STATED GOAL 1 =>
Answer these questions about the writing retreat invitation, one line each, marked the same way:
(a) What is the most people the gathering will include?
(b) Whose format is the retreat following?
(c) How do participants care for others?
STATED GOAL 2 =>
Continue the writing retreat invitation from where it ends.

SOURCE EXCERPT =>
The hardest thing to do is to craft something original. To move an idea from the head and heart into concrete implementation. To sculpt fog into form. It’s oh-so-much easier to let the day distract you into action. The busyness seems constructive but, upon closer inspection, it takes you farther away from crafting the original that awaits your attention and time.

That’s why I’m dedicating time for a writing retreat. I want that attention and time for my own original. Don’t you?

If yes, join me. I’m hosting an intimate gathering (no more than 10 people) at my home in central Massachusetts to focus on writing—to get an idea down. I’m following the format of my writing host Nerissa Nields.

Let’s see your original come to life,


Megan Signature
Megan McDonough
CEO and co-founder of Wholebeing Institute


Course flow
7:00–9:00 pm: Opening circle, short prompt or reading from an intriguing or inspirational piece, then you write.
9:00–11:30 am Short prompt or reading, then you write.
11:30 am–1:00 pm Group lunch and discussion, followed by a walk.
1:00-4:00 pm Write.
4:00-5:00 pm Read your writing, get feed-forward.
9:00–11:30 am Short prompt or reading, then you write.
11:30 am–1:00 pm Group lunch and discussion, followed by a walk.
1:00-4:00 pm Write.
4:00-5:00 pm Read your writing, get feed-forward.


Yes, that’s right, you will do lots of writing (that’s the point). Here are the three norms that drive our group experience:

1. We write. That’s what we’re here for. It doesn’t matter if it’s crappy, spectacular, organized, or chaotic. Write. Period. Enough said.

2. We care—for ourselves and each other. If you need to move to write better, do it. If you need a quick nap to recharge, take one. If you need to talk about your writing, do so over lunch. We care for ourselves by doing what we need to do to get the writing done (see #1). We care for others by maintaining a quiet environment conducive to writing (see #1).

SUPPLIED RECORDS =>
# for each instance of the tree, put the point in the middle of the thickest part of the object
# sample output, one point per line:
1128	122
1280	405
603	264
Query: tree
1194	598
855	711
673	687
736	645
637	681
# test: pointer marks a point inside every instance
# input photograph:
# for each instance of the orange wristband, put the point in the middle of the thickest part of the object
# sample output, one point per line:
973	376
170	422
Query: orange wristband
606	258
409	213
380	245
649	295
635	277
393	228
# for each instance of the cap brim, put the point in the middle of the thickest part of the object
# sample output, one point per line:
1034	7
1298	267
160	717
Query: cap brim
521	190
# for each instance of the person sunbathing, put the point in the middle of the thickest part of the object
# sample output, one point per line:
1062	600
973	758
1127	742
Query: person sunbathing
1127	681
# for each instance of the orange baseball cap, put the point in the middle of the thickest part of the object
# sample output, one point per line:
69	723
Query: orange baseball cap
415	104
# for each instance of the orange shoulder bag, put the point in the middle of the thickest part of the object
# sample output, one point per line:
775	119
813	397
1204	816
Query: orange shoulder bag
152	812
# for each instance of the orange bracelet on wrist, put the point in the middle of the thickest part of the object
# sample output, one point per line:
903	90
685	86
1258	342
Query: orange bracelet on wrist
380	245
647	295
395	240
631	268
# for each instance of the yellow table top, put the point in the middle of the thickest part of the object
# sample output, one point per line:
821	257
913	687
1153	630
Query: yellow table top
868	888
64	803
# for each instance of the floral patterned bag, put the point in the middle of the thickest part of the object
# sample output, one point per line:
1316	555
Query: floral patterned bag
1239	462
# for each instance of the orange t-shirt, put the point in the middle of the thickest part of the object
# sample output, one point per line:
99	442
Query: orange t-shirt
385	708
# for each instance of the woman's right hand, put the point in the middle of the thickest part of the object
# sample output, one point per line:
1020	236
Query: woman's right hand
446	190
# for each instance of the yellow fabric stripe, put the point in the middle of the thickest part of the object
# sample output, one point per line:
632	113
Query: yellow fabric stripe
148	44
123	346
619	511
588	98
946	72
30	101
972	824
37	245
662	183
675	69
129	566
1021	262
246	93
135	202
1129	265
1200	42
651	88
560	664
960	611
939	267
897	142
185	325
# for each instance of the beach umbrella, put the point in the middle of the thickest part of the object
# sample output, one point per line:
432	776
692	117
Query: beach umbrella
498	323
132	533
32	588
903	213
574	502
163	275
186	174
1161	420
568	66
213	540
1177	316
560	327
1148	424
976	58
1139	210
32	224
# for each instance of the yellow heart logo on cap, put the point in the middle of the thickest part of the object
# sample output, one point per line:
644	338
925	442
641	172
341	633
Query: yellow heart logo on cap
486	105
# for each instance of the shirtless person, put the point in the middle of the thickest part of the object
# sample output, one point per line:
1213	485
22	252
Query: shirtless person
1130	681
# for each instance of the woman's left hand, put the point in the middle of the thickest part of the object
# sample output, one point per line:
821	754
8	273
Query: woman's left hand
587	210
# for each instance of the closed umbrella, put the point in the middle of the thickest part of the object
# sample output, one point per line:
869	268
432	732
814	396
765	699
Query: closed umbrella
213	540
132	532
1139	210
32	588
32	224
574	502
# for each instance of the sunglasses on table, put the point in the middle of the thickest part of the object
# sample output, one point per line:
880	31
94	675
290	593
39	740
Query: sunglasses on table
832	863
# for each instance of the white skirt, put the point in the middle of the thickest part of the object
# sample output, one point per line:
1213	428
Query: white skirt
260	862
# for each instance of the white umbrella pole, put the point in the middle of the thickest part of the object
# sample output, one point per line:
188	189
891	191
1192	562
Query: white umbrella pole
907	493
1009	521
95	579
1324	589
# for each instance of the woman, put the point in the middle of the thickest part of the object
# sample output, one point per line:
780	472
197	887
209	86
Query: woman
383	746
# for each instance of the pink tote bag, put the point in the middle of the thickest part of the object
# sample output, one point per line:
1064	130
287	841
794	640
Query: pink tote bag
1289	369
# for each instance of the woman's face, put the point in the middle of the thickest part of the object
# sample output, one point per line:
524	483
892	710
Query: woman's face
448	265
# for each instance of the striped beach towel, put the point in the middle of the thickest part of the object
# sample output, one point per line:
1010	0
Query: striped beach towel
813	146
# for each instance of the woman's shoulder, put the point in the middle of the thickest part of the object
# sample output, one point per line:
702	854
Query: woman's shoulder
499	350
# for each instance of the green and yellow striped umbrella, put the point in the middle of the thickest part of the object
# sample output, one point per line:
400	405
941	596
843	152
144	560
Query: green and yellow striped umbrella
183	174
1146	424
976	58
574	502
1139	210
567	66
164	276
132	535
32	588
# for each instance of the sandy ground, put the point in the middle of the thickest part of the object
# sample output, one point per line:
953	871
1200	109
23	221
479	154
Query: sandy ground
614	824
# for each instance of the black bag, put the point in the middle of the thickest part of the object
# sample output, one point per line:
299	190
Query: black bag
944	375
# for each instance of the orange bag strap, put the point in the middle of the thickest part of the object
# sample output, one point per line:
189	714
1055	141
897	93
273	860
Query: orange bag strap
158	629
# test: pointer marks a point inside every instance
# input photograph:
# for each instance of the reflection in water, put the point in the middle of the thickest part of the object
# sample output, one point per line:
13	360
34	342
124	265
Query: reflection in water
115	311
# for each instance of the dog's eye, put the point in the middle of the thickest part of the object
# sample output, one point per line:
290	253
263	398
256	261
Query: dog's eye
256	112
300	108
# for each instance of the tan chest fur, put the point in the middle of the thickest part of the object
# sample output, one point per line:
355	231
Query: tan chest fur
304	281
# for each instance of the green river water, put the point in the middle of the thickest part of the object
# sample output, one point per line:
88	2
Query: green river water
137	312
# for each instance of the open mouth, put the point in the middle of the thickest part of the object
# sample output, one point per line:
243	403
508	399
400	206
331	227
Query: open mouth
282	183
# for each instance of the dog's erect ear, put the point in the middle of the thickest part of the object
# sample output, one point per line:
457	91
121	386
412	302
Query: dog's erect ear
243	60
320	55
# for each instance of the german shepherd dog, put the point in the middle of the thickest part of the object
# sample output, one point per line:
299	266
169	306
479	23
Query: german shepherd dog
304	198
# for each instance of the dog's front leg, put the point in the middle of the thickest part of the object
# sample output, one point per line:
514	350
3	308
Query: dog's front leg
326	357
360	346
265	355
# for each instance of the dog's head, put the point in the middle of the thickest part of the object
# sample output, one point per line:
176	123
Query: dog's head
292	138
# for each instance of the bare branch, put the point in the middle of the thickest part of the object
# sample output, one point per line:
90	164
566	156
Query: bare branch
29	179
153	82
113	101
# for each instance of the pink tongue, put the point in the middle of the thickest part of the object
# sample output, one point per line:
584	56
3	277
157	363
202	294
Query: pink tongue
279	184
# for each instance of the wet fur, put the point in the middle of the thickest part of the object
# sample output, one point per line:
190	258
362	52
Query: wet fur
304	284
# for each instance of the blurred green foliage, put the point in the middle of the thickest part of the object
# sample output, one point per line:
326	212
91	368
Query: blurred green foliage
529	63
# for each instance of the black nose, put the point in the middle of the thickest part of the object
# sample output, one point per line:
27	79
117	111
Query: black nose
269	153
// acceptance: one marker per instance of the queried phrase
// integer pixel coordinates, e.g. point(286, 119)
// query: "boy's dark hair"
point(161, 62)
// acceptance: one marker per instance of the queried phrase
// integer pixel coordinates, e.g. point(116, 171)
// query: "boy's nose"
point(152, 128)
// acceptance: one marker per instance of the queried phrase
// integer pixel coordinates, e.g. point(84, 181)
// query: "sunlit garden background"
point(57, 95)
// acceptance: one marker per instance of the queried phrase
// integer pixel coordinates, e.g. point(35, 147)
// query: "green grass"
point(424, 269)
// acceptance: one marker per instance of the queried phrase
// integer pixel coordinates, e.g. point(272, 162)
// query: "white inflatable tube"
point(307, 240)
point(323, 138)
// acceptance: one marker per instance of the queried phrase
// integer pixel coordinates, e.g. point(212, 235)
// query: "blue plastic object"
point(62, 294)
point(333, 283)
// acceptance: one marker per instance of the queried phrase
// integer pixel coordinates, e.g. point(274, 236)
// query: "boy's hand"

REPLY 1 =>
(a) No more than 10 people.
(b) The format of the writing host Nerissa Nields.
(c) By maintaining a quiet environment conducive to writing.

REPLY 2 =>
3. We share. At the end of the day, we read what we wrote, and others comment. It is not required that you do either. Just listening respectfully is caring (see #2). If we do read, we don’t start with some tiresome remark about how lame our writing is. If we comment on another’s writing, we focus on encouragement (see #2). This is not a critique or coaching session. It a time to write (see #1).

You put together an incredibly empowering weekend, one that enabled me to experience for the first time in many years what it feels like to be in the “writing flow.” I am truly glowing with the remembering of what that feels like. Wow!! —Connie Maltbie-Shulas
I had a book idea for years and never took the time to sit down and write it. I can’t believe I have six chapters written from this retreat! —Donna Miller
The camaraderie, the uplifting vibe of Megan’s farm, the delicious food, and the generously shared support and insights created the perfect environment for a very successful writing retreat. Highly recommended! —Jim McNerney
Expect the unexpected! I was amazed by the process, the experience, and what it produced.  —Barb Stone

For sure, there is huge power in writing in a group setting. It keeps you focused. You meet other creative people who want to express their original. And you have a goal every day—write, read, and get feed-forward.

Write. Get it down. Make it yours.

There’s nothing like an original.



Registration Information

New dates coming soon!

Time: 7:00 pm Friday to 5:00 pm Sunday

Location: Hardwick, MA

Cost: $295

The retreats are limited to 10 people.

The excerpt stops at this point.